-- Source excerpt start --

Sunday, December 4, 2011

Shopping for Fresh Produce

Do you find yourself avoiding the produce section at the grocery store because you don't know how to judge an item's quality? This guide from the American Dietetic Association will help you to shop for fresh fruits and vegetables with ease!

Shopping for Fruit
Apples: firm with smooth, clean skin and good color. Avoid fruit with bruises or decay spots.
Apricots: plump with as much golden-orange color as possible. Blemishes, unless they break the skin, will not affect flavor. Avoid fruit that is pale yellow, greenish-yellow, very firm, shriveled or bruised.
Bananas: plump with uniform shape at desired ripeness level. Avoid produce with blemished or bruised skins.
Blueberries: plump, firm berries with a light grayish-purple surface.
Cantaloupes: slightly oval fruit, 5 inches or more in diameter, with yellow or golden (not green) background color. Signs of sweetness include pronounced netting on the rind and a few tiny cracks near the stem end. Smell the melon; it should be noticeably strong and sweet. At home, check for ripeness before you eat it; the stem area will be slightly soft when ripe.
Cherries: plump, bright-colored sweet or sour cherries. Sweet cherries with reddish-brown skin promise flavor. Avoid overly soft or shriveled cherries or those with dark stems.
Grapefruits: firm, thin-skinned fruit, full-colored, and heavy for their size. The best grapefruits are smooth, thin-skinned, and flat at both ends.

-- Source excerpt end --

_Directives:_
A) Answer these questions about the produce shopping guide:
(i) Which organization is the guide from?
(ii) What is the minimum diameter given for cantaloupes?
(iii) What color surface should blueberries have?
B) Copy out the produce shopping guide starting with "Shopping for Fruit" and going on through "light grayish-purple surface.", renaming "plump" to "full" throughout.

-- Record set start --

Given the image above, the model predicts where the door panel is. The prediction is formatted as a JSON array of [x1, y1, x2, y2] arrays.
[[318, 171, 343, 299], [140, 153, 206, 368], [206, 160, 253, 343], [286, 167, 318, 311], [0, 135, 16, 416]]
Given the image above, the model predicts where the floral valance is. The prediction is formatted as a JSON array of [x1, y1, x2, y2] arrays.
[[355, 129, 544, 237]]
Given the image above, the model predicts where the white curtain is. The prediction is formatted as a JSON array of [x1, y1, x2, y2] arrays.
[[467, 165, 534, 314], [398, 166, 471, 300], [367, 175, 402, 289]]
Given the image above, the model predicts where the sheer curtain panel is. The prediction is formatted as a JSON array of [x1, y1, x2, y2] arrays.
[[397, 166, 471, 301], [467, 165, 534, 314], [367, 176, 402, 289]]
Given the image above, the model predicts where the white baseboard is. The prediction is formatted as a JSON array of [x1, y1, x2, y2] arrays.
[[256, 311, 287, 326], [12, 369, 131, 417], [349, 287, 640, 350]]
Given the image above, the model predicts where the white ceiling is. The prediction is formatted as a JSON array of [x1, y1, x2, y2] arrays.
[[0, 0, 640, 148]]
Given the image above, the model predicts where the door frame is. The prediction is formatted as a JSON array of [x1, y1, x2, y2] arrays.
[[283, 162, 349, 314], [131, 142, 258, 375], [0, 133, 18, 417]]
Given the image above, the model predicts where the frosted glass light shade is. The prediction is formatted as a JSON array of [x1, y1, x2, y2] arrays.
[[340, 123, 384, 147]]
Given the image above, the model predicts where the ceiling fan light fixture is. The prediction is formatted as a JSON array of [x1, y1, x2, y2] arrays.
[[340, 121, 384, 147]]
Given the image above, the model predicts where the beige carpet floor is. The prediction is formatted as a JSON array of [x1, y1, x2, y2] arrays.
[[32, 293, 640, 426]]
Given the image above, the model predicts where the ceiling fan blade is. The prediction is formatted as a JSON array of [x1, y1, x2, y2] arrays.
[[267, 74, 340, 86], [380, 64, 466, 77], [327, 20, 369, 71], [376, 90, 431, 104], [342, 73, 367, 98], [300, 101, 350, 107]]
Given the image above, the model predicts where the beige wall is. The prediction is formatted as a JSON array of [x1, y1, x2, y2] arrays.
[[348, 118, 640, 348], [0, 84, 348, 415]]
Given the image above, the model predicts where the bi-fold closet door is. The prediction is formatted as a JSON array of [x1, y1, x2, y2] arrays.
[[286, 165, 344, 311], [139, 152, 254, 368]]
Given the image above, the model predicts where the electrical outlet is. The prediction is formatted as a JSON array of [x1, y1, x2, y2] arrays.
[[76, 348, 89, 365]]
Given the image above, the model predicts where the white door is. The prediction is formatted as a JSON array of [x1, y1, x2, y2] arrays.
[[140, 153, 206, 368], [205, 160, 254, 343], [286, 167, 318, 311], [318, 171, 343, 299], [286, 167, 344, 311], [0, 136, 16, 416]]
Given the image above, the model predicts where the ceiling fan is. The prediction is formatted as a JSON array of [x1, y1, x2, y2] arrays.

-- Record set end --
-- Record set start --

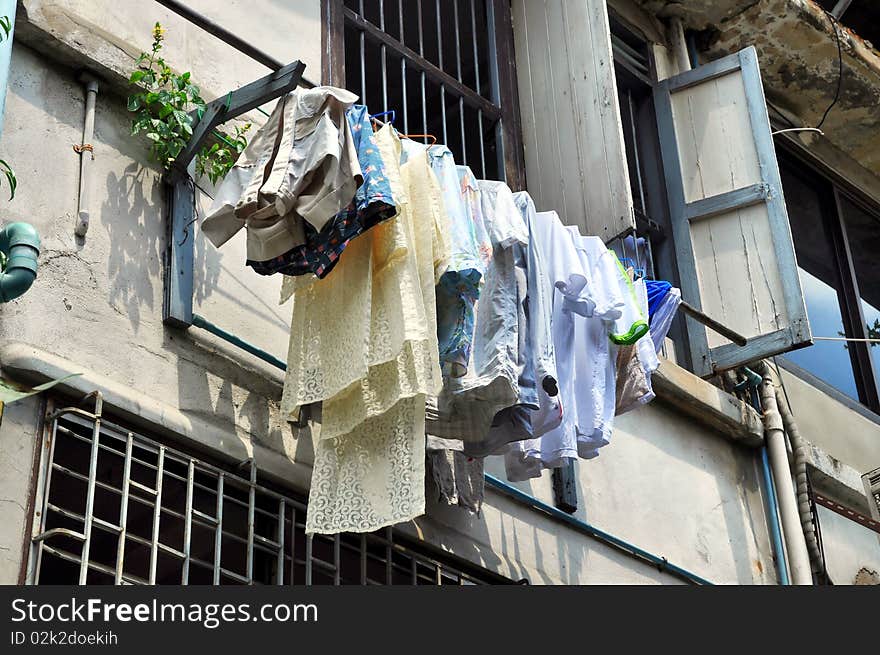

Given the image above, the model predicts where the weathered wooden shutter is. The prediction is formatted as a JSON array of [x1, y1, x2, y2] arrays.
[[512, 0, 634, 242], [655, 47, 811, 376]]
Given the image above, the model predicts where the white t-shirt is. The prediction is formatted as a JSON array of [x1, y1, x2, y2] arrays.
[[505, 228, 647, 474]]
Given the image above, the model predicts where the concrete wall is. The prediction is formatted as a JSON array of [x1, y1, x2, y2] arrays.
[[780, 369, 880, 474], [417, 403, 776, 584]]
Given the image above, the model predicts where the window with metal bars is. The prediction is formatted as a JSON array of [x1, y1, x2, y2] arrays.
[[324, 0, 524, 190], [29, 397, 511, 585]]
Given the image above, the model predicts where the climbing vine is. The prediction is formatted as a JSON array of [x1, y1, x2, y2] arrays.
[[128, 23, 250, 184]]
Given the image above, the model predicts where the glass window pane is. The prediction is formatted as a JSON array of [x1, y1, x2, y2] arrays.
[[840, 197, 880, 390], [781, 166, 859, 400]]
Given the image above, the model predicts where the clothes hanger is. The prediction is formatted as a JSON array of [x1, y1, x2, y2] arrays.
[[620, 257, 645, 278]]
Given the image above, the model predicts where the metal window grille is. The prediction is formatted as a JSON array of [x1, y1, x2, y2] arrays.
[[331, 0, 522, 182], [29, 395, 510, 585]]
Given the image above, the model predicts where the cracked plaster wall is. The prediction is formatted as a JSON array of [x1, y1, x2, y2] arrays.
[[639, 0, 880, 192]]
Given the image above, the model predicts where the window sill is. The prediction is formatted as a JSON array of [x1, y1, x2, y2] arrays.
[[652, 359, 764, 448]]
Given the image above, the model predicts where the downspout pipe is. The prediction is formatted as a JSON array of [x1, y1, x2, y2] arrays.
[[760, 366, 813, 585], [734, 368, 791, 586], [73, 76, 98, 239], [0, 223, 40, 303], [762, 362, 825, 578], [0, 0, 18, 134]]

-- Record set end --

_The responses:_
A)
(i) The American Dietetic Association
(ii) 5 inches
(iii) A light grayish-purple surface

B)
Shopping for Fruit
Apples: firm with smooth, clean skin and good color. Avoid fruit with bruises or decay spots.
Apricots: full with as much golden-orange color as possible. Blemishes, unless they break the skin, will not affect flavor. Avoid fruit that is pale yellow, greenish-yellow, very firm, shriveled or bruised.
Bananas: full with uniform shape at desired ripeness level. Avoid produce with blemished or bruised skins.
Blueberries: full, firm berries with a light grayish-purple surface.